=== Required work ===
The number of lines containing "background" is the only answer wanted; work it out from the entries below.

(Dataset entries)

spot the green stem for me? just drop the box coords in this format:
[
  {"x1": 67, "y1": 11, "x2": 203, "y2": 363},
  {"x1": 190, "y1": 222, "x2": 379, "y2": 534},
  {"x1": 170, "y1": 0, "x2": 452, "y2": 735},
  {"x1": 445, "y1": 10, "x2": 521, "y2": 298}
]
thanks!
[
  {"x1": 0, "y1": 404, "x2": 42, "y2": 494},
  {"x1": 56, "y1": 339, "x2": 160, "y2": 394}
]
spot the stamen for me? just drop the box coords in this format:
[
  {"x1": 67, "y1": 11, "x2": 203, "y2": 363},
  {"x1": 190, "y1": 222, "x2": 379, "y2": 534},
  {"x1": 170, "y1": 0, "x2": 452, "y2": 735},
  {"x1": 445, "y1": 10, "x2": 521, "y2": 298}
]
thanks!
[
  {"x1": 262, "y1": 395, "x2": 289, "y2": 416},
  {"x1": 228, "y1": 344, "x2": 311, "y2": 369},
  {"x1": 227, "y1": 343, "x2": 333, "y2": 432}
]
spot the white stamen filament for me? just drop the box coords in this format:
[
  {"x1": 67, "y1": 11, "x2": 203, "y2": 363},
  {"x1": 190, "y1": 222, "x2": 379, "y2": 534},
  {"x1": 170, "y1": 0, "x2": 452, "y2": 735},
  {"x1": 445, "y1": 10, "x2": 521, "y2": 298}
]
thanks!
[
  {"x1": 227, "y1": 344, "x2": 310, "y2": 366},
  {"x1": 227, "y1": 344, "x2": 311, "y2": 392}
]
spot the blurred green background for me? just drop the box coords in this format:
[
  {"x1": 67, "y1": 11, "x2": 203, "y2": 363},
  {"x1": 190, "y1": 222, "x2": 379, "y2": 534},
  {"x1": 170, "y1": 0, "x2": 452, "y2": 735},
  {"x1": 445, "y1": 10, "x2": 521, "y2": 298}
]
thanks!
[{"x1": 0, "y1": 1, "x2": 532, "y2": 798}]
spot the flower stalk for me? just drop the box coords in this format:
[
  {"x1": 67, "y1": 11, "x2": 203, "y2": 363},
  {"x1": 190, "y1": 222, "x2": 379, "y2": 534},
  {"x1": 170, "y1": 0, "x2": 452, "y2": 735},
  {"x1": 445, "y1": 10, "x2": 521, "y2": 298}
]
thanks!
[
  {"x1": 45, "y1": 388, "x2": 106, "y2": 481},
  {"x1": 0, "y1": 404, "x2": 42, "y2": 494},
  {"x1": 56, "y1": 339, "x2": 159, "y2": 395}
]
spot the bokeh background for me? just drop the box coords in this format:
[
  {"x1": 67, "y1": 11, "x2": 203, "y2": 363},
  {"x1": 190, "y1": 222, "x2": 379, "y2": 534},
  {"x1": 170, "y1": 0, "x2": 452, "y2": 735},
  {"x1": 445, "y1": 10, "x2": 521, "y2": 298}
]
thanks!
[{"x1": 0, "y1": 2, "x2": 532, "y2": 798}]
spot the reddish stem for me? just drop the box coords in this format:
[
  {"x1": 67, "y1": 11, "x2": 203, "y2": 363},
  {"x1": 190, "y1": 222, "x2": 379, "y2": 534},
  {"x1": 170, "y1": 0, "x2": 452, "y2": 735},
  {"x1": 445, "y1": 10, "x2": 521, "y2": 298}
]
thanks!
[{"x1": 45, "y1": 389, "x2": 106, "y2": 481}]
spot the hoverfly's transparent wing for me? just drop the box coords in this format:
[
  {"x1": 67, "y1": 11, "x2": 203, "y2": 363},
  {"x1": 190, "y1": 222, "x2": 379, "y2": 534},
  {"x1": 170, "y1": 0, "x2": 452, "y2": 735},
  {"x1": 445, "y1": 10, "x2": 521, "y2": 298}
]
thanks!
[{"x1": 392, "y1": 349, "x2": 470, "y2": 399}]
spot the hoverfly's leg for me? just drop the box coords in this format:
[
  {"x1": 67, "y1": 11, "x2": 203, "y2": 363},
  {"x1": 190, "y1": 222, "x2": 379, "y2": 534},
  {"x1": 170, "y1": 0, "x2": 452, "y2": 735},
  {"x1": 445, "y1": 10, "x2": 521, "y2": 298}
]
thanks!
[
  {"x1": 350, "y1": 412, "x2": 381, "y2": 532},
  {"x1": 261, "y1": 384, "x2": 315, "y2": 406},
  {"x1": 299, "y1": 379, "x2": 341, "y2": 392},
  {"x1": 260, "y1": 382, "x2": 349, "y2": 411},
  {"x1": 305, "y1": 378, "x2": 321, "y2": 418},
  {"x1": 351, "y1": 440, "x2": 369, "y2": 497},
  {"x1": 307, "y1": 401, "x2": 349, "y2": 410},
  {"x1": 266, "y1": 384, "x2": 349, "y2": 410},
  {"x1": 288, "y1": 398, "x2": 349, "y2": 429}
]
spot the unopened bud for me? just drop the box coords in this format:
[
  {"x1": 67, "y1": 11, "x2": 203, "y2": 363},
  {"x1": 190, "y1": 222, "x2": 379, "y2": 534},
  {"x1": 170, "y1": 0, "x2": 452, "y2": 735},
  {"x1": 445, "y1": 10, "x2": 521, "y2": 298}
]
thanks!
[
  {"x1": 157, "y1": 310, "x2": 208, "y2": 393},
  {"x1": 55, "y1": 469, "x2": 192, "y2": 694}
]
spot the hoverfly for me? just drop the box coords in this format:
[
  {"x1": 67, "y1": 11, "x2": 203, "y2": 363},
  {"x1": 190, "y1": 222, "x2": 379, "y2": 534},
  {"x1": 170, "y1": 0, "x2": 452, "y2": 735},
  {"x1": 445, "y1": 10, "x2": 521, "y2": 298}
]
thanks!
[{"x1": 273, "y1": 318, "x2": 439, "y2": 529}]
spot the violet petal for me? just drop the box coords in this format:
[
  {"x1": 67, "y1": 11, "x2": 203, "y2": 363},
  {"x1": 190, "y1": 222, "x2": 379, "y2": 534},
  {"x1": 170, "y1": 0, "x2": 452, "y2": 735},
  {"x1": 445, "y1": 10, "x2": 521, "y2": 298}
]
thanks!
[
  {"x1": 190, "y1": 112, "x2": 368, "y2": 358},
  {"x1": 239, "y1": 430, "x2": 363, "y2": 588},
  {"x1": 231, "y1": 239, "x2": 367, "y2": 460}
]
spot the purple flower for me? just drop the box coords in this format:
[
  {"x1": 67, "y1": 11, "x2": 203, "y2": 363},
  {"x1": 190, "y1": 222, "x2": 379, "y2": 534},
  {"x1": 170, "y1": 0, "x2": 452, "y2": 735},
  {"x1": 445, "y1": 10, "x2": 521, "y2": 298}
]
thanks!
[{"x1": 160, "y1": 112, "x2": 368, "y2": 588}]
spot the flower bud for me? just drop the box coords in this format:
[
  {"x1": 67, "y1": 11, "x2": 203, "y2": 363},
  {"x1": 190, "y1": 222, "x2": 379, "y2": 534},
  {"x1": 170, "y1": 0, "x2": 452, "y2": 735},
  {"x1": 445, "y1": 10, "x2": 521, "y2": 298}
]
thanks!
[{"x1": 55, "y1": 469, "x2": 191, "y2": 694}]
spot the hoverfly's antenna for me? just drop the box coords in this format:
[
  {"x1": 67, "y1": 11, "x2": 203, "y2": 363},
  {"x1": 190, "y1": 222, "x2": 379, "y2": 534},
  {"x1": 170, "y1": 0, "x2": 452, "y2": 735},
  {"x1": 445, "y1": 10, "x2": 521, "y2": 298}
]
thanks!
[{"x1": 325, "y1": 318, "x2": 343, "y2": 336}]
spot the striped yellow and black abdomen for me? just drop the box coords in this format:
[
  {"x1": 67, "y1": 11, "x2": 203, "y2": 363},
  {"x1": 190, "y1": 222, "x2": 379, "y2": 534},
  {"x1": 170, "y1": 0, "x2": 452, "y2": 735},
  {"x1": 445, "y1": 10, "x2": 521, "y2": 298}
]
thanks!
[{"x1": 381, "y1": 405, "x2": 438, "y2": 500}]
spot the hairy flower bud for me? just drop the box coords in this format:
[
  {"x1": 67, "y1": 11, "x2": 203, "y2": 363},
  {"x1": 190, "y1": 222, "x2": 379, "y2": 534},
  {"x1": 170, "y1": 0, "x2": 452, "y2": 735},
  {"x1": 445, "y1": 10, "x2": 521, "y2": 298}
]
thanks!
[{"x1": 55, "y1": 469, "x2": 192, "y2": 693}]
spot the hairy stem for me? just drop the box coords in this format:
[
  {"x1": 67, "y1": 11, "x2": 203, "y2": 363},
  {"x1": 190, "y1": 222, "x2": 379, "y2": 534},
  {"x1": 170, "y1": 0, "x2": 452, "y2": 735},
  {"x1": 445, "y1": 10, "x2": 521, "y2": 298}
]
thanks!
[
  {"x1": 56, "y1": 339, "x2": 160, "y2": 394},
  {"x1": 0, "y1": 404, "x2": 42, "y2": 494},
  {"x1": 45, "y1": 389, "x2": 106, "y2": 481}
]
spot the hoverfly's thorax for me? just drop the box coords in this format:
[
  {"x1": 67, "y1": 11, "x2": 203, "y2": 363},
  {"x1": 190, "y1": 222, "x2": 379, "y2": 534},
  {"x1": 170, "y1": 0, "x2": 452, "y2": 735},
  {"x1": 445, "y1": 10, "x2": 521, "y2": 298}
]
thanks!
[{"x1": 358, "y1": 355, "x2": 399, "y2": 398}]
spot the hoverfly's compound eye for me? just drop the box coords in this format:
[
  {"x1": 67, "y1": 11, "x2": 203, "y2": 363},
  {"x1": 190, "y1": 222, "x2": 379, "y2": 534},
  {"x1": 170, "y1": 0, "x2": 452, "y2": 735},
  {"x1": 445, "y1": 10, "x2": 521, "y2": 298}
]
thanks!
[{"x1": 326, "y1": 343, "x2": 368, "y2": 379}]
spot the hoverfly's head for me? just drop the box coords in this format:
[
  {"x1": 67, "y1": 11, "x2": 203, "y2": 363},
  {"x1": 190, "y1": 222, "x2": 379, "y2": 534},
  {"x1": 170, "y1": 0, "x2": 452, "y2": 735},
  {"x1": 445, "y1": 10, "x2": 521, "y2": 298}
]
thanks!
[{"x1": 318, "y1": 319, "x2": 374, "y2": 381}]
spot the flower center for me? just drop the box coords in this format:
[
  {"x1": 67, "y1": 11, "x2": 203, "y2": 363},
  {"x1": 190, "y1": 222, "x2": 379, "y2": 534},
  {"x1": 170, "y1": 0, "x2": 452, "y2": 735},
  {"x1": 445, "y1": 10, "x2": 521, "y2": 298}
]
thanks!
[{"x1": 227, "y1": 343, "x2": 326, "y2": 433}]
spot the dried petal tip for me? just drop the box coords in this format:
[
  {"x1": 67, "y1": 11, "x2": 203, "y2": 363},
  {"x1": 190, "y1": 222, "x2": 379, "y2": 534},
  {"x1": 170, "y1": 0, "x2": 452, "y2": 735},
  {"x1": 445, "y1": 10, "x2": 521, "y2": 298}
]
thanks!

=== Expected answer ===
2